#### MATERIAL FOR THIS TASK ####

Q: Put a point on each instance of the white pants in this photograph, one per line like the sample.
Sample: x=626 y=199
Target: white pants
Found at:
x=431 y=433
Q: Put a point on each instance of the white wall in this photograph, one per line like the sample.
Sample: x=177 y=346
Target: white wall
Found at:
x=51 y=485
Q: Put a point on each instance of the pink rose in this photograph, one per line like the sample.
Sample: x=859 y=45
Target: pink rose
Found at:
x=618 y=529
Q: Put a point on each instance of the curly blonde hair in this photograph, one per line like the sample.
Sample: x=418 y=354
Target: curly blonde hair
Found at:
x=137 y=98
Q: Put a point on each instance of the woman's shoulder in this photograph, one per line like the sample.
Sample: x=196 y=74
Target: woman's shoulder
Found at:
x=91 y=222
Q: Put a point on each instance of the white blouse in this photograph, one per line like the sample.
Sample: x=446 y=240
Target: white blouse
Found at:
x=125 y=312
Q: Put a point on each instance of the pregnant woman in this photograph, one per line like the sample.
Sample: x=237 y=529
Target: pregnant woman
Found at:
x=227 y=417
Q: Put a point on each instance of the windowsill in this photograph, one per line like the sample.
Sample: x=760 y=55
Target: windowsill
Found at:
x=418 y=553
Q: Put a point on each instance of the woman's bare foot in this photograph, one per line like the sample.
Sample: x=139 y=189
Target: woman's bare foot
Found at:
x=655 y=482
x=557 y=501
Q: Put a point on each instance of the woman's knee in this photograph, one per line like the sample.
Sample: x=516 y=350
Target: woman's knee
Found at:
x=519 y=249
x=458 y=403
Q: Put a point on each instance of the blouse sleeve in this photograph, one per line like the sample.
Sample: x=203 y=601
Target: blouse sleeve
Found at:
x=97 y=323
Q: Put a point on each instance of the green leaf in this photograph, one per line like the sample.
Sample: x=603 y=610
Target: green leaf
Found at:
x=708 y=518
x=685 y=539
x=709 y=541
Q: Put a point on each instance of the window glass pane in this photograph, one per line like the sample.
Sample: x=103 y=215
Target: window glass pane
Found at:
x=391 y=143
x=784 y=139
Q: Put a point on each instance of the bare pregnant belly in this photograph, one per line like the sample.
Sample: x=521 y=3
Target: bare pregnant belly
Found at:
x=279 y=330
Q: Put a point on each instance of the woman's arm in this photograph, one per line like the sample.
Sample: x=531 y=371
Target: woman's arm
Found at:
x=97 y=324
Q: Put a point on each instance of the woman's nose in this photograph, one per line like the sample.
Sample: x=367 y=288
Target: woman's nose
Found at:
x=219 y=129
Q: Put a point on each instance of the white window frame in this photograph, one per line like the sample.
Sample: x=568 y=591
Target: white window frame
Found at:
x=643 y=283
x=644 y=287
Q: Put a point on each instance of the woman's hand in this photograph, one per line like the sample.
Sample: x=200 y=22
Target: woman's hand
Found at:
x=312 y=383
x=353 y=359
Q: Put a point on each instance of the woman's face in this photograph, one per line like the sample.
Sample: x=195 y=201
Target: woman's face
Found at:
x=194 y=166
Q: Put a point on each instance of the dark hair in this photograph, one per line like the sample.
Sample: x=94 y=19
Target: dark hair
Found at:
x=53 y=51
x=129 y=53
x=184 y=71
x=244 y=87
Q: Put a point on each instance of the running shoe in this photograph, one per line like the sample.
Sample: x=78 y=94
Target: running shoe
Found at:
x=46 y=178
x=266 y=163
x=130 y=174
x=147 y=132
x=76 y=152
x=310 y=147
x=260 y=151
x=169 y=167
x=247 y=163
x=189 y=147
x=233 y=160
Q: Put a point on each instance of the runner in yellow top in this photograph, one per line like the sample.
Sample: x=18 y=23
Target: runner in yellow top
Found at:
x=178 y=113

####

Reproduce the entries above, from the first line through the line containing "x=709 y=541", with every occurrence of "photograph" swapped for "image" and all other text left unchanged.

* **RESULT OF THE TASK**
Q: Put a point on each instance of the white pants in this image, one per line like the sample.
Sample: x=626 y=199
Target: white pants
Found at:
x=431 y=433
Q: Put a point on each instance of the white wall in this image, one per line like the sample.
Sample: x=177 y=346
Target: white wall
Found at:
x=51 y=485
Q: Put a point on each instance of the pink rose in this image, one per line like the sample.
Sample: x=859 y=45
Target: pink rose
Found at:
x=618 y=529
Q: Put a point on each instance of the curly blonde hair in this image, one per line like the sample.
Sample: x=418 y=354
Target: curly blonde hair
Found at:
x=137 y=98
Q: Put a point on each instance of the woman's shoulder in this image, one per line like the sample.
Sample: x=196 y=74
Target: woman's shoulder
Found at:
x=91 y=222
Q: Put a point on each instance of the white blouse in this image, one per line like the sample.
Sample: x=446 y=240
Target: white blouse
Found at:
x=125 y=312
Q: Put a point on each instance of the pregnant woman in this image, one per line like the sample.
Sample: x=237 y=529
Target: pregnant woman
Found at:
x=227 y=417
Q: Put a point on each instance of the windowsill in this image, one per line like the sample.
Sample: x=760 y=55
Target: windowsill
Found at:
x=418 y=553
Q: Put a point on each instance of the woman's bare foot in this image, one per line like the sample.
Sample: x=139 y=189
Target: woman's bare foot
Found at:
x=655 y=482
x=557 y=501
Q: Put a point on each instance of the woman's knee in this image, one per line like the sample.
Sample: x=516 y=350
Target: woman's knee
Found at:
x=519 y=249
x=458 y=403
Q: Put a point on each instance of the blouse sleeve in this image, one per line like the sample.
Sample: x=203 y=601
Target: blouse sleeve
Found at:
x=97 y=323
Q: Put a point on each instance of the green leaf in this image, one per line like the sample.
Sample: x=603 y=610
Target: green leaf
Found at:
x=708 y=518
x=685 y=539
x=709 y=541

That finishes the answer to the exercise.